Instructions for the task: Reproduce, without any change, the part of the records that opens with the line containing "of the circular" and closes with the line containing "662), (237, 672)]", including both of those lines.

Source data:
_ _ _ _
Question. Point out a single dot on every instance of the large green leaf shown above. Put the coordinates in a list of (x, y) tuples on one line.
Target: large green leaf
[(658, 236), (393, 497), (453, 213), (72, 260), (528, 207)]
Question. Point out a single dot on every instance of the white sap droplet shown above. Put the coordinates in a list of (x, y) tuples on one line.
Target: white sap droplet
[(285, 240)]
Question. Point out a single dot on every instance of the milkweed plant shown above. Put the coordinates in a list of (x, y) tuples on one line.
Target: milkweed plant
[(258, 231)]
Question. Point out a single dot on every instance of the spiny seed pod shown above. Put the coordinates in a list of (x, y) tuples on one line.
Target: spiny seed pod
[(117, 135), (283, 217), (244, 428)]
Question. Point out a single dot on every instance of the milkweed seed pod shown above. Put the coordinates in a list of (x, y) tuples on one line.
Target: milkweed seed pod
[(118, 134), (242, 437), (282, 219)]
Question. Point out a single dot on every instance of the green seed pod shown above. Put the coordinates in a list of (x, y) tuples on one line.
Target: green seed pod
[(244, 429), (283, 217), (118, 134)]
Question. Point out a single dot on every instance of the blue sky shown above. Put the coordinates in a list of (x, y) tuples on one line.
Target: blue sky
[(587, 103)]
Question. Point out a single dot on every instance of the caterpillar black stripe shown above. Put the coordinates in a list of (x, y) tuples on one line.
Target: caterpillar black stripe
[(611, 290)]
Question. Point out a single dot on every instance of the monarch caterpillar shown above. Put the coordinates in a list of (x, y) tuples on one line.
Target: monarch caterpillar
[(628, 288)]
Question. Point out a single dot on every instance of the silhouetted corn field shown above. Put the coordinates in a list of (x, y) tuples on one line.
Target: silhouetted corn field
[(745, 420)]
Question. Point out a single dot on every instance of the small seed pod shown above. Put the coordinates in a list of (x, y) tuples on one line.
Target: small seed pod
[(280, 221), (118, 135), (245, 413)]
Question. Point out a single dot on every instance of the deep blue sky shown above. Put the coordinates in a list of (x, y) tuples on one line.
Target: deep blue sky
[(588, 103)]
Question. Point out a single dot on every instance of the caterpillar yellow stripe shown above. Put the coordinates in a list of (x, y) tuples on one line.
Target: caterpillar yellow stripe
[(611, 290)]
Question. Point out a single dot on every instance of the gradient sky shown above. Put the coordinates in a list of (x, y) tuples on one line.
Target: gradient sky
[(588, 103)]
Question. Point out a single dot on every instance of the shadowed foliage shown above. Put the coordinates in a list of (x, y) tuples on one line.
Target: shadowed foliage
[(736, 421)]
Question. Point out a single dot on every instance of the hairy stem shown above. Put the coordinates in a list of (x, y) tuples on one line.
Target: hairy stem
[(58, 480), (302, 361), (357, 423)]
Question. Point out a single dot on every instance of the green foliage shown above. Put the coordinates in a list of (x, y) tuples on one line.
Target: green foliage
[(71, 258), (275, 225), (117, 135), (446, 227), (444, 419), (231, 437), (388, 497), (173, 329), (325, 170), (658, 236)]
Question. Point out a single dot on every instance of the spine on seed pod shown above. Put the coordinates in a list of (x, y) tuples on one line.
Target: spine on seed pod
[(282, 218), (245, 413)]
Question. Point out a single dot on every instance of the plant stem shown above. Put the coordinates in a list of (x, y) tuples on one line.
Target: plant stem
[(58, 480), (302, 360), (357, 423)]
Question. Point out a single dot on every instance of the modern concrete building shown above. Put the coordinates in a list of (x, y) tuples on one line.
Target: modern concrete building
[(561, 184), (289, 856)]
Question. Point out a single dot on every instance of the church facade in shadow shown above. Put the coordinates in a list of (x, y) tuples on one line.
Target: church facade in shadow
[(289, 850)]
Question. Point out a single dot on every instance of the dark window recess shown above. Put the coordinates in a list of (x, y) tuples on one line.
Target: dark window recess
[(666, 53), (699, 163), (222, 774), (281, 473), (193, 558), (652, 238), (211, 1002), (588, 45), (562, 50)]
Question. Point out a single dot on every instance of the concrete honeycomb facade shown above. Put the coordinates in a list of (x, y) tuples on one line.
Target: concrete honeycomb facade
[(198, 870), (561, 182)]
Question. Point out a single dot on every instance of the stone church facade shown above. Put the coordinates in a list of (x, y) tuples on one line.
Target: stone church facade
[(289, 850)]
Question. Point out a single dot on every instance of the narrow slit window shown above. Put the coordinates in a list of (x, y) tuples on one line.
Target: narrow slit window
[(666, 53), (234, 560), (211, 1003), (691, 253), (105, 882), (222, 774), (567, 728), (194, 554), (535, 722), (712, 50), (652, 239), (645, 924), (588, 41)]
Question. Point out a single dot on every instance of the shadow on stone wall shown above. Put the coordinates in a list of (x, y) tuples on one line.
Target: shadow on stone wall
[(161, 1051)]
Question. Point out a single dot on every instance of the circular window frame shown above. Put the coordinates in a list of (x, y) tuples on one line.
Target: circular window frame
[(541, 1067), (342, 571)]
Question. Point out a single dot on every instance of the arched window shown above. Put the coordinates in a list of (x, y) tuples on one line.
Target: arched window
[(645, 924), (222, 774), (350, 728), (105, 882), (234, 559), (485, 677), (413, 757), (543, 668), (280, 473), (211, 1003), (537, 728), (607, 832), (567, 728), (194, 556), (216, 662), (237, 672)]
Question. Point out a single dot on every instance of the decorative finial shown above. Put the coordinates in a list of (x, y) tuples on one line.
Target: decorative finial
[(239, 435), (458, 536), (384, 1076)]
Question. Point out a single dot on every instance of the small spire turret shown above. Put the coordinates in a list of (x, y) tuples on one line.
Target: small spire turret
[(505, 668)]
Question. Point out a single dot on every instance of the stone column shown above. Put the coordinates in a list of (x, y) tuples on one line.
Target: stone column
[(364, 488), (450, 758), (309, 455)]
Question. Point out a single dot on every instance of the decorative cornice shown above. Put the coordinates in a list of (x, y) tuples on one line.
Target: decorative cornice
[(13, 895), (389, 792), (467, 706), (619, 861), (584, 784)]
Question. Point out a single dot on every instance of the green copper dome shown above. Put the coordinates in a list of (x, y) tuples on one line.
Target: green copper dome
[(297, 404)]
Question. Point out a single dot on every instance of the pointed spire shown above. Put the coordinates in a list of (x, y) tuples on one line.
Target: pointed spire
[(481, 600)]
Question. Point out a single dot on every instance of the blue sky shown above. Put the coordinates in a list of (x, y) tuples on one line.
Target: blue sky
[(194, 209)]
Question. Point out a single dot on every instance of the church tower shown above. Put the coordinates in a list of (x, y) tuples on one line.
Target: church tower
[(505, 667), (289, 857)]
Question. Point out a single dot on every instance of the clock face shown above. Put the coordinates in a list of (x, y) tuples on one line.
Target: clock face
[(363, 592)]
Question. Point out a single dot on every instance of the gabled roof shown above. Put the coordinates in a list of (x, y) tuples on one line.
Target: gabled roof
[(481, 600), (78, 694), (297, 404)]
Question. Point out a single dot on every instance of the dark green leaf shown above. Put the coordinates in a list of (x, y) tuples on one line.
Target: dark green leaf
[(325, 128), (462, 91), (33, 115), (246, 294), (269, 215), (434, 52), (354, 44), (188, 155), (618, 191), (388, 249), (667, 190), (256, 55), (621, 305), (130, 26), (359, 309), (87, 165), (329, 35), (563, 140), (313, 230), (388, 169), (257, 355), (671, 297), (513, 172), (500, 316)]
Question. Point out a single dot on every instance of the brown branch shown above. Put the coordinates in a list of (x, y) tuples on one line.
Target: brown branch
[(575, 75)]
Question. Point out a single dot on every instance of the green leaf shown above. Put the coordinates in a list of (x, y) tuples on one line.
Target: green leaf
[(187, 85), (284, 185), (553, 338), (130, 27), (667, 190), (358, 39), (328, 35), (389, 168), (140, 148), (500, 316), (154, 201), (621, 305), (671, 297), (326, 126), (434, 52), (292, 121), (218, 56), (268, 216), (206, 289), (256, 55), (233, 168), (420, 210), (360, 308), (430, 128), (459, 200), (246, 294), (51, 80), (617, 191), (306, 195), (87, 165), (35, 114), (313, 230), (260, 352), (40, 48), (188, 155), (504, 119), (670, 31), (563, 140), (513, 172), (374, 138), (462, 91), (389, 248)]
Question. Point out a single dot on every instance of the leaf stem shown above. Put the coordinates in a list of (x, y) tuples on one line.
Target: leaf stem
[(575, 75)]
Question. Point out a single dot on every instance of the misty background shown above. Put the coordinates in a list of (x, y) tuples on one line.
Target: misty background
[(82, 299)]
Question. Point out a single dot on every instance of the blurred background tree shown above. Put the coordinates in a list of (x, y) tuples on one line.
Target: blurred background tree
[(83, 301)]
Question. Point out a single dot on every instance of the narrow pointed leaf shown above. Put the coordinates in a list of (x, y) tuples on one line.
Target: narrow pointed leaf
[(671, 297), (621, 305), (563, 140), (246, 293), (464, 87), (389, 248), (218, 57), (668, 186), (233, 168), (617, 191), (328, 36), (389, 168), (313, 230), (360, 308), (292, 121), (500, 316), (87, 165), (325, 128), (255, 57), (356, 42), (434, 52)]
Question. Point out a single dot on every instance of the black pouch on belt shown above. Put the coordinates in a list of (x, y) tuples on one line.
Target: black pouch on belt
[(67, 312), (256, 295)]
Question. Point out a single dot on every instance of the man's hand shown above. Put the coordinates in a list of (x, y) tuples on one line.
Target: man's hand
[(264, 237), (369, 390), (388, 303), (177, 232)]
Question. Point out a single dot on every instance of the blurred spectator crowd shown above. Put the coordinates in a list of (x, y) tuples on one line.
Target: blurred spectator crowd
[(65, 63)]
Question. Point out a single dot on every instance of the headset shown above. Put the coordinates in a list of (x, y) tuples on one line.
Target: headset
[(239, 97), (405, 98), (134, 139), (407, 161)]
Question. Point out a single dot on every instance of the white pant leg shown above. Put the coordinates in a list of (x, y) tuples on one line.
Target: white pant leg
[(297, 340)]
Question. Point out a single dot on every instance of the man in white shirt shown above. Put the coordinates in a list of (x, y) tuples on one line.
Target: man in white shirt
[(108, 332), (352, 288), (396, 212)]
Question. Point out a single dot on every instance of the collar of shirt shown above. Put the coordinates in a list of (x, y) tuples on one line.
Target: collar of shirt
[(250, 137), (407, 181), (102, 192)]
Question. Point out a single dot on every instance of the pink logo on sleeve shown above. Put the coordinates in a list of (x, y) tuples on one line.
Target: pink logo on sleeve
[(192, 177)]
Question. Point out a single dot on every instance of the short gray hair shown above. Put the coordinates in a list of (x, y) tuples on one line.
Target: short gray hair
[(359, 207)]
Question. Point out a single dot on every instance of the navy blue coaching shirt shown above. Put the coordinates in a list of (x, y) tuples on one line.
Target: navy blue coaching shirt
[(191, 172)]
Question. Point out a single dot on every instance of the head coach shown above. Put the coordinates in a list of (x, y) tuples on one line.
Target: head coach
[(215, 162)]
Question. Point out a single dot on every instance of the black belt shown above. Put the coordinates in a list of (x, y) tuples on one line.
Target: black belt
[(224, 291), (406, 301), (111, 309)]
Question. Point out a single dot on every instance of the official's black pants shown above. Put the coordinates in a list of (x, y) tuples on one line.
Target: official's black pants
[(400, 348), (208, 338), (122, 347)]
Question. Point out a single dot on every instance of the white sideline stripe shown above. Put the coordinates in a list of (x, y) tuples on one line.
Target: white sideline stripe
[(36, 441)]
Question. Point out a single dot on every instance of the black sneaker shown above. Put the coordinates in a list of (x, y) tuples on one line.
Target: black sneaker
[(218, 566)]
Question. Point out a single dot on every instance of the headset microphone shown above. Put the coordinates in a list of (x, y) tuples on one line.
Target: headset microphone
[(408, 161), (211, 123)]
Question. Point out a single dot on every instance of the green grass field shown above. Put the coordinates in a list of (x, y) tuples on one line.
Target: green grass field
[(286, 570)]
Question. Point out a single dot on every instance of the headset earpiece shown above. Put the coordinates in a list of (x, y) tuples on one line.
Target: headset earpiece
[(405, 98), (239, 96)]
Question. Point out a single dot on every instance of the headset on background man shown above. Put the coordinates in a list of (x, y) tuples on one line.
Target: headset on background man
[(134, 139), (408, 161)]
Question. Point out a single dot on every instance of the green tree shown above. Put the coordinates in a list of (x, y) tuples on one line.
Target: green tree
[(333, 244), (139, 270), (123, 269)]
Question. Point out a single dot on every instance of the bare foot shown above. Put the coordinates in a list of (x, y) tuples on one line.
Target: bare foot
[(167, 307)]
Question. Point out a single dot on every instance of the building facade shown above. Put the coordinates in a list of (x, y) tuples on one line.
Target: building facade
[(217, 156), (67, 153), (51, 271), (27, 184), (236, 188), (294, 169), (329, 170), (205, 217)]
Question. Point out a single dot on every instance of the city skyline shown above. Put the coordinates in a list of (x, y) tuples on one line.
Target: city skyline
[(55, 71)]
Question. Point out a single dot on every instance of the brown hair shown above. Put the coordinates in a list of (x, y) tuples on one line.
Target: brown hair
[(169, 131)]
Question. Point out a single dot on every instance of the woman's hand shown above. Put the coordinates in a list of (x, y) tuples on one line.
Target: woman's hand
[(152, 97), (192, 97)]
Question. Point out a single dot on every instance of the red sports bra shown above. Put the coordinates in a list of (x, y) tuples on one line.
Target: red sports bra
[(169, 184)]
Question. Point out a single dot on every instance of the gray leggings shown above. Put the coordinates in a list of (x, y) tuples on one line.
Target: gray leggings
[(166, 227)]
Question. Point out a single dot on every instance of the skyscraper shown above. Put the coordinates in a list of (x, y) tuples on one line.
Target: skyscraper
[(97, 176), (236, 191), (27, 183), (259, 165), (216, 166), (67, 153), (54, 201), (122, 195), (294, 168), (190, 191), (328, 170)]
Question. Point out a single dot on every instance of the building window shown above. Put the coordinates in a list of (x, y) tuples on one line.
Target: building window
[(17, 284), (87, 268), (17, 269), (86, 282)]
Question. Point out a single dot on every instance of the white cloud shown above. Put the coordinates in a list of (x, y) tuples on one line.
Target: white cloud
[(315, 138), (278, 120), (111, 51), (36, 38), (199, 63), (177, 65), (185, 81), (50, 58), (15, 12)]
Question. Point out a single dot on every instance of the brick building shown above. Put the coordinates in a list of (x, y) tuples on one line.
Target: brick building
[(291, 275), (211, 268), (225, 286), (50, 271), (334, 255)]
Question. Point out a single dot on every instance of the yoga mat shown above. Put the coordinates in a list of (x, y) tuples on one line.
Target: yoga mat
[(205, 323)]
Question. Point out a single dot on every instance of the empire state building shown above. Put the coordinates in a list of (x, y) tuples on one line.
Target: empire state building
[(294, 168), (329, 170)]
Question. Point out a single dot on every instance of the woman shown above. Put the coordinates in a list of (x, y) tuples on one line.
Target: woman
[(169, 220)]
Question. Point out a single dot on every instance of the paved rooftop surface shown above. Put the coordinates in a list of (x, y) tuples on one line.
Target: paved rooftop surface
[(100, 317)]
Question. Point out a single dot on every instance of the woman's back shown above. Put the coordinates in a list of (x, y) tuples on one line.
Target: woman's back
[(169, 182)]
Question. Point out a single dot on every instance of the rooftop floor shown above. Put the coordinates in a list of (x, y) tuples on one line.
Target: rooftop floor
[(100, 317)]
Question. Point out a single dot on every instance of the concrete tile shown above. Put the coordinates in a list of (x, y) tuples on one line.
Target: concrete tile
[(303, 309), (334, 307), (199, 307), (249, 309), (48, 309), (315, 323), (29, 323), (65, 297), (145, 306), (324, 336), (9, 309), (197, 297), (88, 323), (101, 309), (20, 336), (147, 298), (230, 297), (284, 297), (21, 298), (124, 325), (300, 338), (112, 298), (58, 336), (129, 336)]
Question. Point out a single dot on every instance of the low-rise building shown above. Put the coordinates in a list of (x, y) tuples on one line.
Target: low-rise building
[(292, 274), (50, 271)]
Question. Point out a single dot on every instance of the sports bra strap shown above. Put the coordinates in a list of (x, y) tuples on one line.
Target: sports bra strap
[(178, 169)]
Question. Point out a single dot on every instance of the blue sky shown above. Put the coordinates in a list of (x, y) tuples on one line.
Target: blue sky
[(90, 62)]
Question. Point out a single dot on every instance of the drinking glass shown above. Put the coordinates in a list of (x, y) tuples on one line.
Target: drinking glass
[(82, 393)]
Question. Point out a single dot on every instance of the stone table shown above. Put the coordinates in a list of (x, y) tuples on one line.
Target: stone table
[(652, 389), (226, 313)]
_ _ _ _
Answer to the task:
Question. Point out a single dot on every instance of the circular window frame shown above. Put the coordinates in a list of (x, y) tuples on one line.
Target: circular window frame
[(541, 1067), (342, 571)]
Question. Point out a single dot on every instance of the arched window shown above. Put the coordinates in a list of (x, y) tuples on one line.
Target: arched window
[(645, 924), (222, 774), (350, 728), (105, 882), (234, 559), (485, 677), (413, 757), (543, 668), (280, 473), (211, 1003), (537, 728), (607, 832), (567, 728), (194, 556), (216, 662), (237, 672)]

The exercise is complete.